__Documento de origem__.
....
Russia Today: O senhor disse que o que está
acontecendo na Síria se espalhará eventualmente também para o Irã. O senhor pode
explicar melhor? O risco de o Irã ser o próximo alvo?
VC: Falei sobre o Irã, mas em contexto
um pouco diferente. Não estou dizendo que, em seguida, não se mudem para o Irã.
Mas, no comentário a que você se referiu, eu falava de outro problema. Você
refere-se ao que eu disse hoje no Conselho de Segurança, na ONU. Ali, eu me
referia ao interesse dos que pedem intervenção militar já. Conter a influência
do Irã no Oriente Médio é outra das principais motivações dos “combatentes
democráticos” orientais – Arábia Saudita e Qatar – preocupados com o avanço do
que, para eles, seriam interesses só do Irã; o mesmo se vê também no Bahrain.
Insistem
que os xiitas que protestam estariam recebendo alguma espécie de patrocínio do
Irã, apesar do que dizem vários observadores – inclusive jornalistas, que
conhecem de perto os eventos. Para vários desses observadores, os protestos são
genuínos, contra um sistema que, para dizer o mínimo, não é inteiramente
democrático. Portanto, não há dúvidas de que há uma dimensão geopolítica nas
políticas de vários dos países que, hoje, atacam mais agressivamente a Síria.
Isso, evidentemente, nada tem a ver com os interesses do povo sírio.
Russia Today: Qual é a preocupação de Moscou?
Dessas implicações geopolíticas das quais o senhor falou tão claramente... Por
que Moscou está tão preocupada com essa questão? De que modo tudo isso afetaria
Moscou?
....
__Linhas de dados__.
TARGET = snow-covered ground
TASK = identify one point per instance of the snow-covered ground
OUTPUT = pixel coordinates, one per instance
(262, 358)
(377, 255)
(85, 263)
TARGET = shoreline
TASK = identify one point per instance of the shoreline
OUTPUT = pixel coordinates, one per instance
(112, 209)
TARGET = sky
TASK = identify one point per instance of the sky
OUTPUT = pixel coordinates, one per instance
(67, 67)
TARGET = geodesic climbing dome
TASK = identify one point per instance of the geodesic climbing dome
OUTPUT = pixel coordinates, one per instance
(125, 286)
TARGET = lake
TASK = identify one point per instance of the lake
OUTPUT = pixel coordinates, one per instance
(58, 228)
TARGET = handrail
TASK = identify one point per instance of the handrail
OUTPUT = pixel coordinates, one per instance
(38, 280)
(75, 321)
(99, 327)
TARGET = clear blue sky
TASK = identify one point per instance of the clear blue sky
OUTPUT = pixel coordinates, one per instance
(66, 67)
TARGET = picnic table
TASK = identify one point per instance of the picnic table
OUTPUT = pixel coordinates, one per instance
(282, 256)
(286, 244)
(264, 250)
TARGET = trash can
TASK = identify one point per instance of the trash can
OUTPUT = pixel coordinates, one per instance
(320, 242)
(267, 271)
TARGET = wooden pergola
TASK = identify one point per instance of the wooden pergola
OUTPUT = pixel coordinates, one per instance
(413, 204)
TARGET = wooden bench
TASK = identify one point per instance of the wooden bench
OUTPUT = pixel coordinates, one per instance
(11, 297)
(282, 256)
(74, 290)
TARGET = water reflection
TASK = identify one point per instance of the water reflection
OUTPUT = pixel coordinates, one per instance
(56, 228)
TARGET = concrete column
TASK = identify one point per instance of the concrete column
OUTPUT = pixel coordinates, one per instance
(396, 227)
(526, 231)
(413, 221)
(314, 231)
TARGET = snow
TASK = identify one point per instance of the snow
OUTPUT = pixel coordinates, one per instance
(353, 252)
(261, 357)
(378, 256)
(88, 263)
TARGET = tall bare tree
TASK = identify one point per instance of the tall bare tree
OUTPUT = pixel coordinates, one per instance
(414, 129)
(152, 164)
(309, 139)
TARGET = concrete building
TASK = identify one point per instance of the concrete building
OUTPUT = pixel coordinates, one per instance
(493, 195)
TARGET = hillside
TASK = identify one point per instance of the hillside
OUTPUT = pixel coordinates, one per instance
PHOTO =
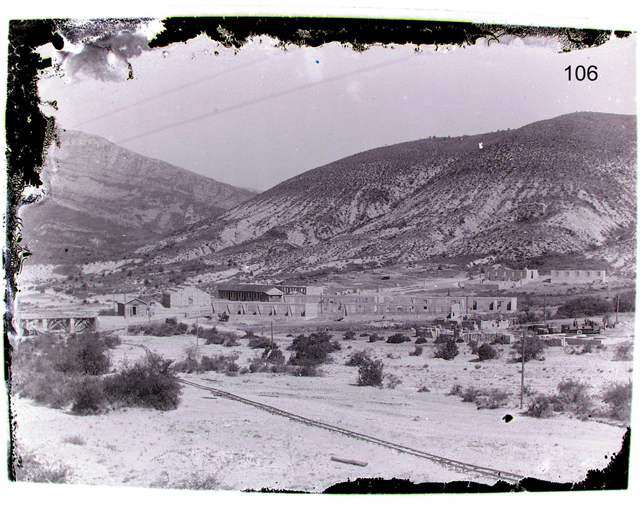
(557, 186)
(103, 201)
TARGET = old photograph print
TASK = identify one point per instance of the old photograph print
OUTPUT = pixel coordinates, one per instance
(292, 253)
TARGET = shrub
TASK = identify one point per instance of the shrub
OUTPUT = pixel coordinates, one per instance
(357, 358)
(455, 390)
(486, 352)
(542, 406)
(448, 351)
(501, 339)
(88, 397)
(311, 350)
(470, 394)
(534, 348)
(308, 370)
(370, 373)
(259, 342)
(584, 306)
(619, 398)
(443, 338)
(169, 328)
(28, 469)
(397, 338)
(227, 339)
(391, 381)
(623, 351)
(626, 301)
(150, 382)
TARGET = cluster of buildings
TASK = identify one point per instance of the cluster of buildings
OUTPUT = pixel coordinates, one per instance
(502, 274)
(291, 300)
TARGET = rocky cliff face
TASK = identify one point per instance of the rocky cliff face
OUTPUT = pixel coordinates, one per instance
(102, 201)
(558, 186)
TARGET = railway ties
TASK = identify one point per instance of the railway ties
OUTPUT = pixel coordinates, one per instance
(464, 467)
(449, 463)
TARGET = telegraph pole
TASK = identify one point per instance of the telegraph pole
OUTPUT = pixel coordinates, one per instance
(522, 369)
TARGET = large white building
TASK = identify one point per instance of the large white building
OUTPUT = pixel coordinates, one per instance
(577, 276)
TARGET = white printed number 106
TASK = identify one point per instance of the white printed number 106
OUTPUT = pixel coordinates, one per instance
(581, 73)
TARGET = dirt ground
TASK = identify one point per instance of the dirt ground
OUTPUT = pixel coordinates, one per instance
(240, 447)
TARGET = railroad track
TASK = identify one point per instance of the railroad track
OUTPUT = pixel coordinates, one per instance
(464, 467)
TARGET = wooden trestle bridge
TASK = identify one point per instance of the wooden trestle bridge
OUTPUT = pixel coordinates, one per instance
(33, 324)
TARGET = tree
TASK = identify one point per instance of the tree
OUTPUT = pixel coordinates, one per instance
(448, 351)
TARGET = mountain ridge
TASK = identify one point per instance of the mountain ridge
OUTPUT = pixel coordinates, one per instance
(553, 186)
(102, 201)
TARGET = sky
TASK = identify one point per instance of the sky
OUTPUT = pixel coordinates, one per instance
(258, 116)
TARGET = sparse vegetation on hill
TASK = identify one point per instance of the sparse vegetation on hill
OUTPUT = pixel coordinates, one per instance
(584, 306)
(311, 350)
(370, 373)
(534, 349)
(397, 338)
(486, 352)
(62, 373)
(448, 351)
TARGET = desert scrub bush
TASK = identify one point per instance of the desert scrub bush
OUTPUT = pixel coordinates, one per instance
(226, 339)
(168, 328)
(448, 351)
(88, 397)
(196, 482)
(623, 351)
(534, 349)
(492, 399)
(486, 352)
(584, 306)
(370, 373)
(311, 350)
(308, 370)
(455, 390)
(501, 339)
(391, 381)
(543, 406)
(397, 338)
(77, 440)
(150, 382)
(470, 394)
(28, 469)
(618, 397)
(417, 351)
(259, 342)
(358, 357)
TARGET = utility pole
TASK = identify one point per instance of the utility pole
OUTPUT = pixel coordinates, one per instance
(522, 369)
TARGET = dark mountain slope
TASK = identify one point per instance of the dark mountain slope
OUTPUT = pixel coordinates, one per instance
(103, 201)
(561, 185)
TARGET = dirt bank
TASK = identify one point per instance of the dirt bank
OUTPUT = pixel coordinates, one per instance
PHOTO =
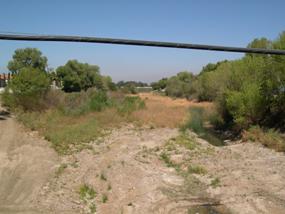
(135, 170)
(27, 163)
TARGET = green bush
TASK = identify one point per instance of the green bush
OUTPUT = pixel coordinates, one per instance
(76, 76)
(246, 106)
(27, 90)
(130, 104)
(270, 138)
(195, 120)
(98, 101)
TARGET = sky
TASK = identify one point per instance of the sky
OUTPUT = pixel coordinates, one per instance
(219, 22)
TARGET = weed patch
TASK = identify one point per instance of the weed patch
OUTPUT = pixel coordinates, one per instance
(195, 169)
(86, 192)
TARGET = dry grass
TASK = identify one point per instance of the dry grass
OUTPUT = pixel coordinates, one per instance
(162, 111)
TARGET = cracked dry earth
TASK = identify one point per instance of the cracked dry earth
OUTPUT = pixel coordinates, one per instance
(128, 175)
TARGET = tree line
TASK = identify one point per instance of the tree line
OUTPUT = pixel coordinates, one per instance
(248, 91)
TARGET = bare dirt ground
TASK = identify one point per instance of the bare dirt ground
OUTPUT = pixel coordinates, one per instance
(127, 172)
(26, 163)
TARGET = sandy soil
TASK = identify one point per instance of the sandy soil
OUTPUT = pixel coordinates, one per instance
(26, 164)
(125, 168)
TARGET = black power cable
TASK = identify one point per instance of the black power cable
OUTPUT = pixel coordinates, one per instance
(58, 38)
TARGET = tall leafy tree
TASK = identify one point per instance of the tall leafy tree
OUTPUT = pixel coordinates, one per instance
(76, 76)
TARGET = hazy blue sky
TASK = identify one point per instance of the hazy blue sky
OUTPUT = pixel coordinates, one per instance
(220, 22)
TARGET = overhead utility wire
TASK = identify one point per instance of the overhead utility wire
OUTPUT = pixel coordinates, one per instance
(58, 38)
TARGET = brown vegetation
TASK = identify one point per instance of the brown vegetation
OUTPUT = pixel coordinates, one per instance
(162, 111)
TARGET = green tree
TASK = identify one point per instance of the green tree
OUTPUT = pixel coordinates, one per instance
(160, 85)
(27, 58)
(76, 76)
(27, 89)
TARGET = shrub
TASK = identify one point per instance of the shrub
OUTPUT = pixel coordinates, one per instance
(195, 120)
(27, 89)
(269, 138)
(98, 101)
(196, 170)
(246, 106)
(76, 76)
(130, 104)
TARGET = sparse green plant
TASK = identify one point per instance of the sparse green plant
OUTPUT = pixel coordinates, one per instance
(216, 182)
(130, 104)
(269, 138)
(109, 187)
(93, 208)
(166, 158)
(60, 169)
(87, 192)
(103, 177)
(184, 139)
(104, 198)
(195, 169)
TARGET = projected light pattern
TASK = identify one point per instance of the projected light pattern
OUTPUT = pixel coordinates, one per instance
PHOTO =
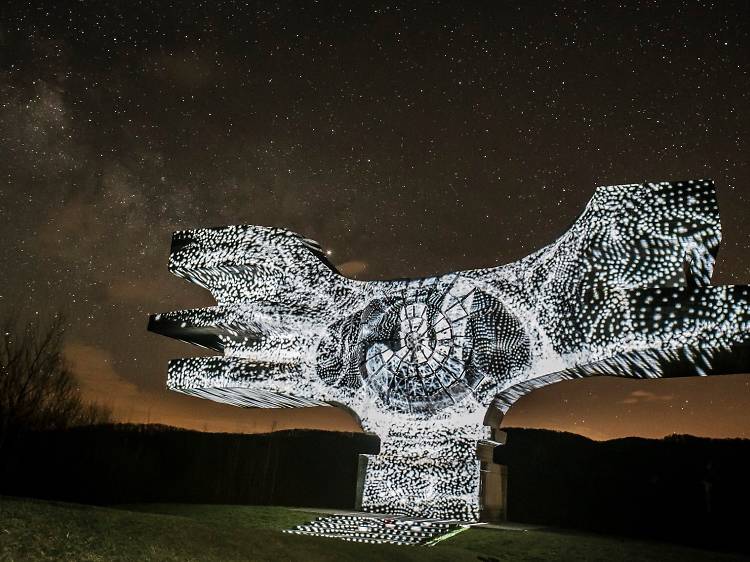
(624, 292)
(377, 530)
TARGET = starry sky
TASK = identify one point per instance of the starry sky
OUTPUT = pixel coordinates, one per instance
(409, 138)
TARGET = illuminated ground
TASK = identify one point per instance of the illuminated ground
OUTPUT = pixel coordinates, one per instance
(39, 530)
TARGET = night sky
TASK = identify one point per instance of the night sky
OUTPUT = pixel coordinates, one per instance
(408, 138)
....
__Instruções da tarefa__.
Devolva, palavra por palavra, o trecho da entrevista que começa com "Russia Today: O" e segue até "o próximo alvo?", inclusive.

__Resposta__.
Russia Today: O senhor disse que o que está
acontecendo na Síria se espalhará eventualmente também para o Irã. O senhor pode
explicar melhor? O risco de o Irã ser o próximo alvo?